Poetry lost its editor recently to the “cancel culture.”

Despite its fortune and the zeitgeist, it has the same look it had when Miss Harriet Monroe was accepting poems written by those born in the 19th century.

It looks like a community college literary magazine.

Unfortunately—and this might be some kind of ironic joke—it often reads like one, as well.

In the middle of the 19th century, America had about a 50/50 chance of surviving as a nation before the end of Queen Victoria’s reign. Victoria, granddaughter of the king who lost America, George III, was Queen of India. America had big problems, which Lincoln had partially solved, dying in the process; Victoria must have dreamed (perish the thought!) the United States could one day be hers.

To American patriots living in Chicago in the early 20th century, like the young, ambitious, Miss Monroe, there must have been something a bit troubling about English poet laureate Alfred Lord Tennyson’s ringing verses. When she put together her new magazine, she must have been aware of the need to give it a modern, American stamp. This was the natural, if not the practical, thing to do, if her project was going to be taken seriously at all. It had nothing to do with Modernist “theory.” It must have occurred to her as a simple necessity.

****

[Task requirements]
1. According to the essay on Poetry magazine, what did the magazine recently lose to "cancel culture"?
2. Summarize the essay on Poetry magazine in two sentences.
3. Continue the essay on Poetry magazine from its final sentence.

(Entries for locating named things)
****

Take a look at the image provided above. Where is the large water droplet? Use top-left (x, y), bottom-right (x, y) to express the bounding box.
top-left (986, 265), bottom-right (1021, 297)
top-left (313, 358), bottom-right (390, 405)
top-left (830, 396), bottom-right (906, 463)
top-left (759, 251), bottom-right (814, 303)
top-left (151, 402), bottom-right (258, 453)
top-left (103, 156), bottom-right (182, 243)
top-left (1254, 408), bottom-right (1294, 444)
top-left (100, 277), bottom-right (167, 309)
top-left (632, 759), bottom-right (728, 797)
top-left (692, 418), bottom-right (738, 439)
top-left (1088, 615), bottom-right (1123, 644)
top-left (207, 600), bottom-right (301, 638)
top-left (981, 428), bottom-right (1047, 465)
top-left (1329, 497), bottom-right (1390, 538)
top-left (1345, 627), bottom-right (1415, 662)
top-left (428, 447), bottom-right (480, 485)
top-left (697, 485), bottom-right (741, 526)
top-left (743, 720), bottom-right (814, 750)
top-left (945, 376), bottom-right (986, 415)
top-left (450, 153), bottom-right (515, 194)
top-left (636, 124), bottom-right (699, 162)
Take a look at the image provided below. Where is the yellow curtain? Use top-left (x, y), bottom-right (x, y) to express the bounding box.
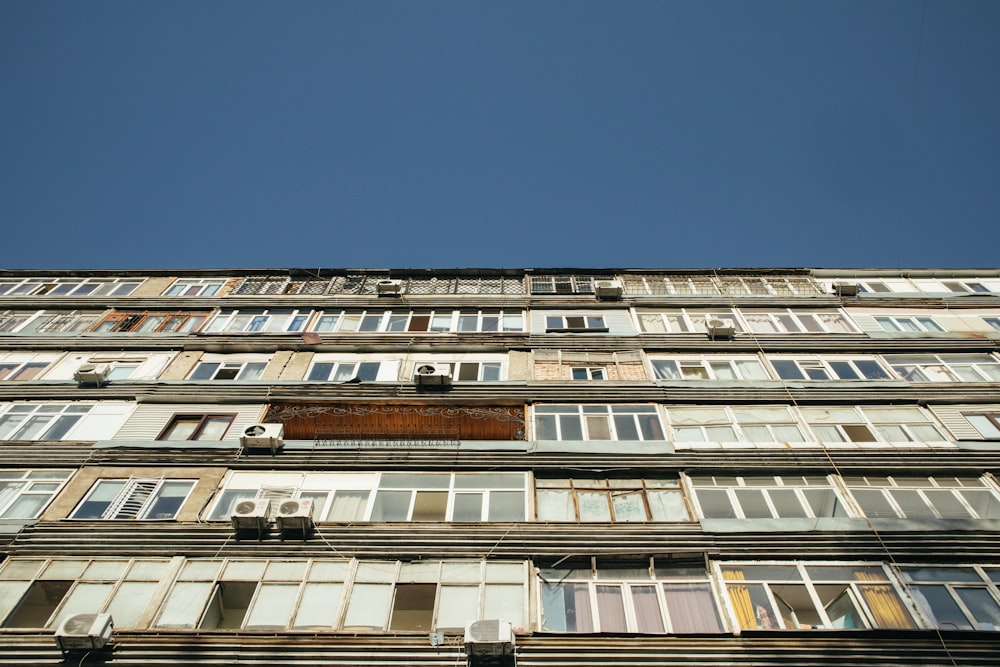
top-left (854, 572), bottom-right (915, 629)
top-left (722, 568), bottom-right (757, 629)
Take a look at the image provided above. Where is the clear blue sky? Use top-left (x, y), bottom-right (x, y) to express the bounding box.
top-left (0, 0), bottom-right (1000, 268)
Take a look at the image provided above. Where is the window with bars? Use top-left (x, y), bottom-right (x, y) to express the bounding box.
top-left (70, 478), bottom-right (195, 521)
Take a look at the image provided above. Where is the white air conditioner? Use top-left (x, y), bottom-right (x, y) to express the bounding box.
top-left (705, 317), bottom-right (736, 340)
top-left (240, 424), bottom-right (285, 454)
top-left (413, 364), bottom-right (451, 385)
top-left (375, 278), bottom-right (403, 296)
top-left (73, 364), bottom-right (108, 386)
top-left (594, 280), bottom-right (624, 299)
top-left (275, 498), bottom-right (313, 532)
top-left (55, 614), bottom-right (114, 653)
top-left (465, 619), bottom-right (514, 658)
top-left (230, 498), bottom-right (271, 531)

****

[Set of answers]
1. Its editor.

2. The essay says Poetry recently lost its editor to "cancel culture" and, despite its fortune, still looks as it did in Harriet Monroe's day, like a community college literary magazine, and often reads like one too. It argues that Monroe, an ambitious young American patriot in early 20th-century Chicago, may have been troubled by Tennyson's verses at a time when America's survival as a nation was uncertain, and must have seen giving her new magazine a modern, American stamp as a simple necessity rather than a matter of Modernist "theory."

3.
Chicago in 1912 wasn’t India. It wasn’t even New England, the South, or 19th century Britain. There was no “Waste Land” yet. Poets like Tennyson (Tagore, Goethe) and poets interested in that kind of music, were not the enemy, of course, but the more provincial a poet like Tennyson’s music seemed, the greater the chance a woman from the great heartland of the United States could join the earnest chorus: “We may be full of imitators, but the United States is its own country! And worldly! With its own serious literature and poetry!”

Here we are in 2023 and Poetry is still Harriet Monroe’s child. Plain. Modern. Yes, somewhat worldly. Somewhat avant-garde. In a self-conscious, newsy, American textbook sort of way. Prosaic and true!

The 2023 February issue—

apparently has no craft—it is about as musical as someone sitting very still at the piano. The poems within contain very little which the souls of earth have, since the beginning of time, associated with song, verse, poetry.

Metrical, rhyming stanzas are not only particularly suited to poetry—they are how poetry became known as poetry. But it’s nowhere to be seen here.

In fact, the use of repetition, playful, or otherwise, is hard to find in the latest Poetry.

Poetry has no hint of traditional poetry. It runs from it.

I think it is partly because American poetry in general takes itself very seriously.

American secular intellectuals implicitly know that traditional, King James Bible, religious language in English has a dignity which eschews the playfulness of rhyme.

Since poetry is religion for the moderns, their poetry needs to be serious.

Rhyme is not serious.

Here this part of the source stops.